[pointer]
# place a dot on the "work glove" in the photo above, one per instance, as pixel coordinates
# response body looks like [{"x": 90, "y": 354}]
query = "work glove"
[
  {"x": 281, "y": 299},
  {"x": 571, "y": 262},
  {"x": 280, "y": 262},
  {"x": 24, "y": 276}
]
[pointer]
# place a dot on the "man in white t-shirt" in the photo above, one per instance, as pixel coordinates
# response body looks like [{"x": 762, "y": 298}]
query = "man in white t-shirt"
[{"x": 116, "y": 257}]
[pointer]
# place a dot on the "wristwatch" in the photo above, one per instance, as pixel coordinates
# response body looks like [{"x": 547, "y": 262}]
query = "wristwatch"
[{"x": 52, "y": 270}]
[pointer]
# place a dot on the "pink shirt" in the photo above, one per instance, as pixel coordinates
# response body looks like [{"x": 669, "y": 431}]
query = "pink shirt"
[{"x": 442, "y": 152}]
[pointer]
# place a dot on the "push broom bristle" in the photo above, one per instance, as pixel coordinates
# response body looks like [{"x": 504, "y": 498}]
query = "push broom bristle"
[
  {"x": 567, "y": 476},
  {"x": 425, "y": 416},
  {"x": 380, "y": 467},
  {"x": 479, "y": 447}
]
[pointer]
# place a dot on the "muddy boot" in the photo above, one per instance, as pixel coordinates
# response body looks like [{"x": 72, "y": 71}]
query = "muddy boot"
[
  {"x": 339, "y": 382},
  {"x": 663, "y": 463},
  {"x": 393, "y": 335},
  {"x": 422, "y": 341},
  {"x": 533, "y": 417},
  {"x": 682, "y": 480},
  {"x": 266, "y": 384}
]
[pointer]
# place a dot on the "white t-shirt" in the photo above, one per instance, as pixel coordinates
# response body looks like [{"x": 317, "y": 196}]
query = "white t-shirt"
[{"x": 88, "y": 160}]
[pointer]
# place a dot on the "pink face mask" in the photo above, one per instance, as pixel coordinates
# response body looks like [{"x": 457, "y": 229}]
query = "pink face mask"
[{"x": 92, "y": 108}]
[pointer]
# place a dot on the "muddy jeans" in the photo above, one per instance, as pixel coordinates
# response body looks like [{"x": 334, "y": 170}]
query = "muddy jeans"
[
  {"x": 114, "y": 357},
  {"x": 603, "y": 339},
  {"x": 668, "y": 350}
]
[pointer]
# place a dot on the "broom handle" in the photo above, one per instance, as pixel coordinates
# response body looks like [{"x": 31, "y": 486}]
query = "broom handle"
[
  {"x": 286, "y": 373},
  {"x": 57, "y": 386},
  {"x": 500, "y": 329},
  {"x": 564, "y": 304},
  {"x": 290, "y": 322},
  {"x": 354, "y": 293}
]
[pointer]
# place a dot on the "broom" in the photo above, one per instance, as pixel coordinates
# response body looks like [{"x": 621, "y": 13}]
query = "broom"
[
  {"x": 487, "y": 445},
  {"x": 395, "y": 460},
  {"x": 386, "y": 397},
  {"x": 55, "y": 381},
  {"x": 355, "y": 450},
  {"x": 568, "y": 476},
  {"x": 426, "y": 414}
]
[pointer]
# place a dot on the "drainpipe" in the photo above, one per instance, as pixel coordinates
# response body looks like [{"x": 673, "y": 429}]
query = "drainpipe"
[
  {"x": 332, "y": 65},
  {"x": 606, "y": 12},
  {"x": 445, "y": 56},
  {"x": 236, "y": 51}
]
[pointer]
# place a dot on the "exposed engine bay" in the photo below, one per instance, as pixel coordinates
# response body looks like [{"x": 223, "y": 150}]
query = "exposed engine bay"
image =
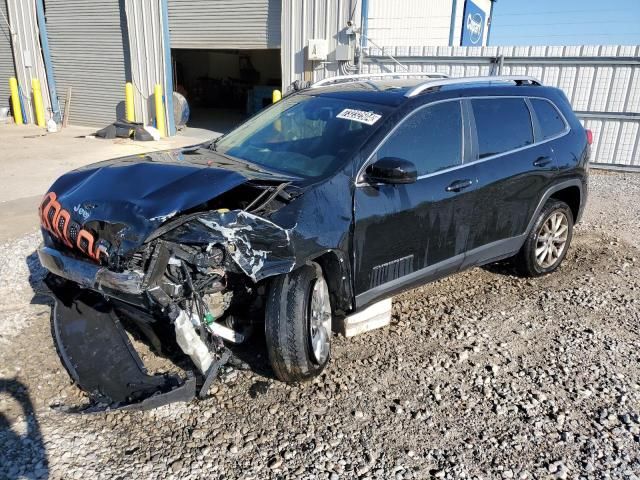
[{"x": 200, "y": 272}]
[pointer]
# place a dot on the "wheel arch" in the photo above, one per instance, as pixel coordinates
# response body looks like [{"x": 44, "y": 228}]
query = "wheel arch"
[
  {"x": 337, "y": 273},
  {"x": 572, "y": 196},
  {"x": 564, "y": 189}
]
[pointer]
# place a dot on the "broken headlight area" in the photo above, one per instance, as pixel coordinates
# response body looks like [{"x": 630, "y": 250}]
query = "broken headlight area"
[{"x": 202, "y": 277}]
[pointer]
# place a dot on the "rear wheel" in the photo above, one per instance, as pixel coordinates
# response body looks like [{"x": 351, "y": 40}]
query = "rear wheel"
[
  {"x": 547, "y": 244},
  {"x": 298, "y": 324}
]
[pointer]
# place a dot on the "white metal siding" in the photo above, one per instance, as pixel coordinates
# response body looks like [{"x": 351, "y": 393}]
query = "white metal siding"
[
  {"x": 417, "y": 22},
  {"x": 305, "y": 19},
  {"x": 224, "y": 24},
  {"x": 28, "y": 55},
  {"x": 86, "y": 43},
  {"x": 410, "y": 22},
  {"x": 6, "y": 56},
  {"x": 146, "y": 44},
  {"x": 602, "y": 82}
]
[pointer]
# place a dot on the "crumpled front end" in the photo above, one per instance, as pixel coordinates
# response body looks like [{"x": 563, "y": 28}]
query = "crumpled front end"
[{"x": 200, "y": 273}]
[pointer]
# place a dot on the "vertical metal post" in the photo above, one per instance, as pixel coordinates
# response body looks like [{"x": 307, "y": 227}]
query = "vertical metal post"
[
  {"x": 48, "y": 63},
  {"x": 15, "y": 101},
  {"x": 168, "y": 68},
  {"x": 364, "y": 26},
  {"x": 490, "y": 21},
  {"x": 452, "y": 28}
]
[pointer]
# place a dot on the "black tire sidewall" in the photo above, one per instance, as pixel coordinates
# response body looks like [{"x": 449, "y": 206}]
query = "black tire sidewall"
[
  {"x": 532, "y": 266},
  {"x": 287, "y": 317}
]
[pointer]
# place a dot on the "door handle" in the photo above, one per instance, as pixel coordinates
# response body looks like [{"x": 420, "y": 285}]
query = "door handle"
[
  {"x": 459, "y": 185},
  {"x": 542, "y": 162}
]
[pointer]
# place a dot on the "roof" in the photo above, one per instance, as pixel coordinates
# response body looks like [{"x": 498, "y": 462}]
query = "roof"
[
  {"x": 384, "y": 92},
  {"x": 394, "y": 92}
]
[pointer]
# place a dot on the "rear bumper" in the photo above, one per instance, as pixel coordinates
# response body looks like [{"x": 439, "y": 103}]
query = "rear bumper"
[{"x": 90, "y": 275}]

_ _ _ _ _

> [Job]
Please find and copy each line of the records above that contains the word "exposed".

> [The result]
# place a dot on the "exposed engine bay" in the photo below, one per instance, as pixel coordinates
query = "exposed engine bay"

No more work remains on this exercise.